さらに、根治切除が施行できても半数以上が手術後に再発を来すため、近年は再発率の低下をめざして、根治切除の前後に抗癌剤治療や放射線治療を加える「集学的治療」が広く行われています。
手術の方法について
膵がんに対する根治切除は、膵がんが膵臓のどの部分に存在するかにより大きく分かれます。膵がんが膵臓の右側(十二指腸に近い部分で、膵頭部といいます)にある場合は、膵頭十二指腸切除術という手術が施行されます(図1)。
これは膵臓の右側半分程度を切除するとともに、膵臓がつながっている十二指腸、胃の一部、空腸の一部、胆管、胆嚢も切除する方法で、これらを切除した後に、食事の通り道、膵臓で作られる膵液の通り道、肝臓で作られる胆汁の通り道を作り直すために、消化管再建術を追加します(図1)。

═══

**取り組む課題**
1) 膵がん手術の本文抜粋にある「膵がんに対する根治切除は、膵がんが膵臓のどの部分に存在するかにより大きく分かれます。」を英語に訳してください。
2) 膵がん手術を説明した本文抜粋の最後の文の後から記述を引き取り、続きを書いてください。

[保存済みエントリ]
═══

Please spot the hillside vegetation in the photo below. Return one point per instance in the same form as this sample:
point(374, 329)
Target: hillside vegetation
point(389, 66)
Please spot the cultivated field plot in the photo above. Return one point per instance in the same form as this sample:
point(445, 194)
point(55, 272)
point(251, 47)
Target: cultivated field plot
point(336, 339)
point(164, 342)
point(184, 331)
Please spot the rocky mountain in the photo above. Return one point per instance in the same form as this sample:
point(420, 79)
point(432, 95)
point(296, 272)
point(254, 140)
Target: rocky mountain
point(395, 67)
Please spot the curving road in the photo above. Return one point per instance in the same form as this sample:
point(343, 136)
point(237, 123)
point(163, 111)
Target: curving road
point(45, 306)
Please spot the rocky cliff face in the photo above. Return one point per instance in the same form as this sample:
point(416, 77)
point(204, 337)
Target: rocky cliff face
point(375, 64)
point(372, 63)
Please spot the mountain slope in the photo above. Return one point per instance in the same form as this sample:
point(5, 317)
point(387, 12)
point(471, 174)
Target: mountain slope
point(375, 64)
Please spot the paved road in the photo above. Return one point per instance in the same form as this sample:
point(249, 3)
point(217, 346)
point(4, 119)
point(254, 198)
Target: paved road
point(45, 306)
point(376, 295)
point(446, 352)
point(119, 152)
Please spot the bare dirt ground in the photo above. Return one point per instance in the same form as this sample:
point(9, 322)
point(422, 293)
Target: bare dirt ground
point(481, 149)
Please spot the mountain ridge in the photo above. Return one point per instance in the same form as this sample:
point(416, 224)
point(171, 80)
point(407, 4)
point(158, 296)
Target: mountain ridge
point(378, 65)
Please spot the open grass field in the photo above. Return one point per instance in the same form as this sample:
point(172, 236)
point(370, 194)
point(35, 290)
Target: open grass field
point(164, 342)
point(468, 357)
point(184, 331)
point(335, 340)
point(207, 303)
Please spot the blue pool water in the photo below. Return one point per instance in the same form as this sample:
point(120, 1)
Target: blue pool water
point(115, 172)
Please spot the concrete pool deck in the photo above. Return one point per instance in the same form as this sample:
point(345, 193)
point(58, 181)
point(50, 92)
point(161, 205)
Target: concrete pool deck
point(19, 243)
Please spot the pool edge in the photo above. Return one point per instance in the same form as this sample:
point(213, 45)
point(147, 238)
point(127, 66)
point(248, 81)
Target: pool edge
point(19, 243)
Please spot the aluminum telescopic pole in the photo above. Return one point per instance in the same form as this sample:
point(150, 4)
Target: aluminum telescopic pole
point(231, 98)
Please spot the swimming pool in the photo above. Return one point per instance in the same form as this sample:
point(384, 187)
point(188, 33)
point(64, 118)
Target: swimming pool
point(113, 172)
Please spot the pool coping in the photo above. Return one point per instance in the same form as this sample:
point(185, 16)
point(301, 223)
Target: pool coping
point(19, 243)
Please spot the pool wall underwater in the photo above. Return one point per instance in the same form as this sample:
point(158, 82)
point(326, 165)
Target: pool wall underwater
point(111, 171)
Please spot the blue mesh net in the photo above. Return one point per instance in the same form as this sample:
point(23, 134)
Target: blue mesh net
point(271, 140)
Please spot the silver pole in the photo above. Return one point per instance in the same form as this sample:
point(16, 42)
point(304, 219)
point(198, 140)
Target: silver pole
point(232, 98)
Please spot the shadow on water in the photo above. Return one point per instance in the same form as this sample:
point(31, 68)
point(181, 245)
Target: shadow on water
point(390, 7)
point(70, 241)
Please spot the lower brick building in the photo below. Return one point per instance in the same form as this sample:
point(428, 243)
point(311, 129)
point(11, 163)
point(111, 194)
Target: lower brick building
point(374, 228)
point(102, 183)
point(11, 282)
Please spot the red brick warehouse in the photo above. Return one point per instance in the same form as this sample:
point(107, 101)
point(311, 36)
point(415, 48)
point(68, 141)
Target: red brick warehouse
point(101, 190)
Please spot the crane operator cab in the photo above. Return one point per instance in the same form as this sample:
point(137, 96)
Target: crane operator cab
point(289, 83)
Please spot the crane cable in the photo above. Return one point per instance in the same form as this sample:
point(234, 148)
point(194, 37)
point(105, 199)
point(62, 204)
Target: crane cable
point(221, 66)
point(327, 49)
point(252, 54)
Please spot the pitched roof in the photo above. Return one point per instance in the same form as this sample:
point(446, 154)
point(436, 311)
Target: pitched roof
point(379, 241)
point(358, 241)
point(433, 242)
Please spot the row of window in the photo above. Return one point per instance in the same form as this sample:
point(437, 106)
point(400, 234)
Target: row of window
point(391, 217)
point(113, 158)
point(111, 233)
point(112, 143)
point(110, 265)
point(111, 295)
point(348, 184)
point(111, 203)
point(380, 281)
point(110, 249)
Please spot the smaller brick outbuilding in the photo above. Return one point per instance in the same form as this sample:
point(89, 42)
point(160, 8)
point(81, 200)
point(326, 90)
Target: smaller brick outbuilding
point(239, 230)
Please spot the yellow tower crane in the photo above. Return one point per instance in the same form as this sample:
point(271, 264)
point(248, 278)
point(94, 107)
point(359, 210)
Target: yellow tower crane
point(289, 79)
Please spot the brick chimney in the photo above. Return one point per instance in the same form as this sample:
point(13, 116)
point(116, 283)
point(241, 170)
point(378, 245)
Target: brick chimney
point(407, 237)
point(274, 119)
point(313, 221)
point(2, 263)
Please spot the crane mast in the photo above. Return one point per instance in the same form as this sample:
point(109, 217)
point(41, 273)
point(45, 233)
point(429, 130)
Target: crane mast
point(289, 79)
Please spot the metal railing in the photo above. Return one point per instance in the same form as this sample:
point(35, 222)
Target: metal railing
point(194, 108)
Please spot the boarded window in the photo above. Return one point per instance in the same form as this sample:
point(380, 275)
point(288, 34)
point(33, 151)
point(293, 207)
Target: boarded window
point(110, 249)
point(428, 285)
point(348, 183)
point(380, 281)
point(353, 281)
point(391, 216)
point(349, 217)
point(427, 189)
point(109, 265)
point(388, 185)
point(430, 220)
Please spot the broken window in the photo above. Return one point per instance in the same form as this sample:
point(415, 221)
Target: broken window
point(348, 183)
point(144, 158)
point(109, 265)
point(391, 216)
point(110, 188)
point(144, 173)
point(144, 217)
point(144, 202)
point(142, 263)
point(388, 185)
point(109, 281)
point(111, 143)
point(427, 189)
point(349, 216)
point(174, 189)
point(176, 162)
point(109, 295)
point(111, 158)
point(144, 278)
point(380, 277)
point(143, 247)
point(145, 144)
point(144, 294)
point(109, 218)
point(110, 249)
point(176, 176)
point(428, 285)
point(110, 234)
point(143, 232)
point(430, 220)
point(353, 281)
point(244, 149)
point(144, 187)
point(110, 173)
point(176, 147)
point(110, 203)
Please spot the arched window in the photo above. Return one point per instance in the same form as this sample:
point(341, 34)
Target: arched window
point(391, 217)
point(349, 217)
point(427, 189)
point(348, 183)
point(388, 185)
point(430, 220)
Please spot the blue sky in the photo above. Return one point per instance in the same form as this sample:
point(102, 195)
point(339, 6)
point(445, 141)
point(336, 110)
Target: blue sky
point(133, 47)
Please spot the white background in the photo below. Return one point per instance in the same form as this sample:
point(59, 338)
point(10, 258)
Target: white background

═══

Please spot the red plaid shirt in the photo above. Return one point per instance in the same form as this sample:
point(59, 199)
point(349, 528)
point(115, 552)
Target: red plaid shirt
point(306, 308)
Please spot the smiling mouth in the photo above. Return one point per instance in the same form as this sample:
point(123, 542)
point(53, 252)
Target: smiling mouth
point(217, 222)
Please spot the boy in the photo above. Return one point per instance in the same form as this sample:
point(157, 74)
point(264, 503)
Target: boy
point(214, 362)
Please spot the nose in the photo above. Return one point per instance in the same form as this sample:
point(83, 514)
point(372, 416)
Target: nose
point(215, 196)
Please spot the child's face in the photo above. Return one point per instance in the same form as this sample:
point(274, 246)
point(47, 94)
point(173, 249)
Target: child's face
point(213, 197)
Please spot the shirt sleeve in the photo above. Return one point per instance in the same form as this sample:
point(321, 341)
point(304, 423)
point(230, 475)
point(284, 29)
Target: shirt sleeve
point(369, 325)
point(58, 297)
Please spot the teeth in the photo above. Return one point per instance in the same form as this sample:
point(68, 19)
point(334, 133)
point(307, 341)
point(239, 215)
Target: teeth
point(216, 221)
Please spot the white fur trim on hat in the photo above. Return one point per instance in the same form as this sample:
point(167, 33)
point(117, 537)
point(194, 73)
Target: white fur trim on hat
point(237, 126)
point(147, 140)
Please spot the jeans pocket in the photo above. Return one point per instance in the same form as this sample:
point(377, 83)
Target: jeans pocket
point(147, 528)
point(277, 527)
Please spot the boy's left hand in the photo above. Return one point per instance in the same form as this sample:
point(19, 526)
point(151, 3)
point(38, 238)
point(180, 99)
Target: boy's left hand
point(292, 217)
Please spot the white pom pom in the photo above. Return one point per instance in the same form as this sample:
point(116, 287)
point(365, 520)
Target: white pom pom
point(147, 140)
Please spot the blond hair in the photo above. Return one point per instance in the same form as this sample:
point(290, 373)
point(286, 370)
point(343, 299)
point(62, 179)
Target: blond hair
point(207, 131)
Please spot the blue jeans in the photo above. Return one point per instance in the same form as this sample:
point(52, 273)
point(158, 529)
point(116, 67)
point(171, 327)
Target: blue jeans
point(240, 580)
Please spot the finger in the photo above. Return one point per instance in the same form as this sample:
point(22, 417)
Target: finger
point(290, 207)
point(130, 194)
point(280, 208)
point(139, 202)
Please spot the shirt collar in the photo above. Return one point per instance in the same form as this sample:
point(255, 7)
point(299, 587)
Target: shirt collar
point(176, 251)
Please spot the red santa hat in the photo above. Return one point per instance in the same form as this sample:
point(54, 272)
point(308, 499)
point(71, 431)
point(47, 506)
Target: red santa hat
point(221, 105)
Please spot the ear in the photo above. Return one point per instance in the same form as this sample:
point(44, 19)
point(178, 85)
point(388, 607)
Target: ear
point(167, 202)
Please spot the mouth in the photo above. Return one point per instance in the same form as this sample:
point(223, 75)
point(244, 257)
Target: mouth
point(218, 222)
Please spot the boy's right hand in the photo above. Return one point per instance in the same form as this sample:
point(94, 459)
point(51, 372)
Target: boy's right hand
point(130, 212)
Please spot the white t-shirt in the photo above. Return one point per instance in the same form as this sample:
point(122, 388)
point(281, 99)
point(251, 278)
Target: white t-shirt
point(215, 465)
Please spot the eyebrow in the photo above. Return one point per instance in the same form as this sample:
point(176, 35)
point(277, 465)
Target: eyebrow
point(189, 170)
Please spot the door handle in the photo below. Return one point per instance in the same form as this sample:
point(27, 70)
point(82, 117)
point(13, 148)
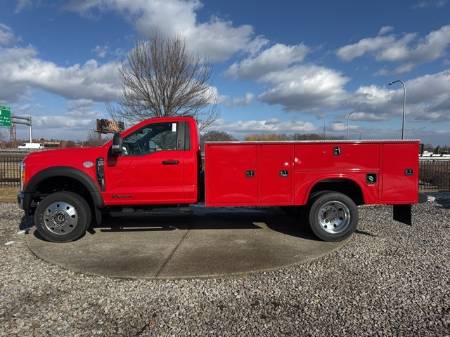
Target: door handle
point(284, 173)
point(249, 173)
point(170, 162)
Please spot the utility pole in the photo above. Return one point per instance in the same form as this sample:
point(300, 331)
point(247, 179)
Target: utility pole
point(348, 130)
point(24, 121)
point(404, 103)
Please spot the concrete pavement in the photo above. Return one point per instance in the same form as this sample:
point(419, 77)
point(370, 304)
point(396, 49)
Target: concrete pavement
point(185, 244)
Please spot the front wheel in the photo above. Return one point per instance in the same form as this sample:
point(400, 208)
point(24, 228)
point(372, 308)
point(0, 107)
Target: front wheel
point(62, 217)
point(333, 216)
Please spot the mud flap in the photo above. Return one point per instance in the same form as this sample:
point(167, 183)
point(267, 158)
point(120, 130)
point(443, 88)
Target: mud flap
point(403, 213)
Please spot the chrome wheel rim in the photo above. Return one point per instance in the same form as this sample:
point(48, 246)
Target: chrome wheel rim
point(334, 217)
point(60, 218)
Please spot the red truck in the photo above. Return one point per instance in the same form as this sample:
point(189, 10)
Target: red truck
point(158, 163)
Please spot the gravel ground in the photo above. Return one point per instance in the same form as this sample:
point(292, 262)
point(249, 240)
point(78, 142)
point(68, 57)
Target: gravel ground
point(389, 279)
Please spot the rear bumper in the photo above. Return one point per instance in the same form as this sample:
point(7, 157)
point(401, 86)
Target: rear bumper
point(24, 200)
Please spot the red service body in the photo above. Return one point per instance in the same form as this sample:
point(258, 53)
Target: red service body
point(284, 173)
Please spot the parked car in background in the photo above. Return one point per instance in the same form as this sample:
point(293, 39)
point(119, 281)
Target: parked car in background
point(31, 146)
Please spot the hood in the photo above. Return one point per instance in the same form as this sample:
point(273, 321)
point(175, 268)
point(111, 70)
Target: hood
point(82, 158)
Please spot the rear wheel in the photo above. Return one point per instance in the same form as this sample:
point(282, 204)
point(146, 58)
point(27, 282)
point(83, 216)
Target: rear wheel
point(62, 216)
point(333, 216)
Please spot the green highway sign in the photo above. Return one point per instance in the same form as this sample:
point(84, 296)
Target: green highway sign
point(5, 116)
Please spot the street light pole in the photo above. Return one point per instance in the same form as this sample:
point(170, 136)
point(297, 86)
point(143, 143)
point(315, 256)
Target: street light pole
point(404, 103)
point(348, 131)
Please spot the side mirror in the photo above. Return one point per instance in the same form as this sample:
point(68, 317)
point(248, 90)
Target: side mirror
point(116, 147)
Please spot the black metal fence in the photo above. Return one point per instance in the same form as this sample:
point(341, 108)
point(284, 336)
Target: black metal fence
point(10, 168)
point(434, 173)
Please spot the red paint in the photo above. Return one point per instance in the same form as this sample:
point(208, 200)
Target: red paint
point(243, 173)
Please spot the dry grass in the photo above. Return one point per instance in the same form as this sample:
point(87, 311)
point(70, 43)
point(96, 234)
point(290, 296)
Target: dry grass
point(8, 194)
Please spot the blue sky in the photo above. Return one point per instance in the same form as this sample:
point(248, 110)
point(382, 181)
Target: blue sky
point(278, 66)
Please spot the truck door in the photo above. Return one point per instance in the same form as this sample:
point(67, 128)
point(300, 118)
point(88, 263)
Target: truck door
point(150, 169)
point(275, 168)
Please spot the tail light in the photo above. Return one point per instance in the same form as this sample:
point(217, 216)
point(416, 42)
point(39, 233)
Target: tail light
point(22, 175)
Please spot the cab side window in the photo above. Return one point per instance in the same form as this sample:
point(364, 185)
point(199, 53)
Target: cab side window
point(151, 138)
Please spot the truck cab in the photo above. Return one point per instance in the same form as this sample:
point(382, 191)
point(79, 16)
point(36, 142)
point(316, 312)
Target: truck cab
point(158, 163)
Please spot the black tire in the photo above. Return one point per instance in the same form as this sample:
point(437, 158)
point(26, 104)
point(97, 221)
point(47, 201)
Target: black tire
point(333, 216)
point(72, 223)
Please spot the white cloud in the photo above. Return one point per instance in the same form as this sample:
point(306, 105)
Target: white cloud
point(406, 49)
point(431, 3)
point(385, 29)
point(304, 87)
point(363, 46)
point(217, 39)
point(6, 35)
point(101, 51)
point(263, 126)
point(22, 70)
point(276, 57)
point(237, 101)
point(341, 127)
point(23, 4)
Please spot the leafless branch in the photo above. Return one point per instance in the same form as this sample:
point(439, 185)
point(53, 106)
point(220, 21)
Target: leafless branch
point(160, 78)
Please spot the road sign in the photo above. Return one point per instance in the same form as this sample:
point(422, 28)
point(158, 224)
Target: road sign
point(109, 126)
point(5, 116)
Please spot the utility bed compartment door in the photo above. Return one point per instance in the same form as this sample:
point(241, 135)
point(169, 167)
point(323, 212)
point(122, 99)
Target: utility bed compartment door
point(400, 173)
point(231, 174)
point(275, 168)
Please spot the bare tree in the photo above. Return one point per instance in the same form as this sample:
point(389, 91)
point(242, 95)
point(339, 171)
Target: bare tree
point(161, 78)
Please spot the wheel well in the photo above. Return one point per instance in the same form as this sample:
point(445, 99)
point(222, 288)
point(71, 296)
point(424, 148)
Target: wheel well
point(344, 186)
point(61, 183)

═══

**記述式解答**
1) Radical resection for pancreatic cancer is broadly divided according to which part of the pancreas the cancer is located in.

2)
一方で、膵がんが膵臓の左側(脾臓に近い部分で、膵体部、膵尾部といいます)にある場合は、膵臓の左側半分程度を切除する膵体尾部切除術という手術が施行されます(図2)。膵臓の左側の端には脾臓がありますが、膵がんが膵臓の左側にある場合には脾臓の周囲のリンパ節も一緒に切除する必要があるため、通常は脾臓も一緒に切除します。膵体尾部切除の場合、十二指腸や胆管を切除しないため、消化管再建術は必要なく、膵頭十二指腸切除術に比べて手術時間は短いことが多いです。
膵がんが膵臓全体に拡がるような場合は、膵全摘術が行われることがあります。この場合には膵頭十二指腸切除術と膵体尾部切除術を組み合わせたような手術になり、膵臓、十二指腸、胃の一部、空腸の一部、胆管、胆嚢、脾臓を切除することになり、膵液の通り道は作り直す必要はなくなりますが、食事の通り道、胆汁の通り道は作り直す必要がありますので、膵全摘術でも消化管再建術を追加する必要があります。
膵臓がすべて無くなっても日常生活を送ることは可能ですが、血糖を下げるホルモンであるインスリンと、膵液中の消化酵素がなくなるため、術後はインスリン治療と消化酵素薬の内服が必須になります。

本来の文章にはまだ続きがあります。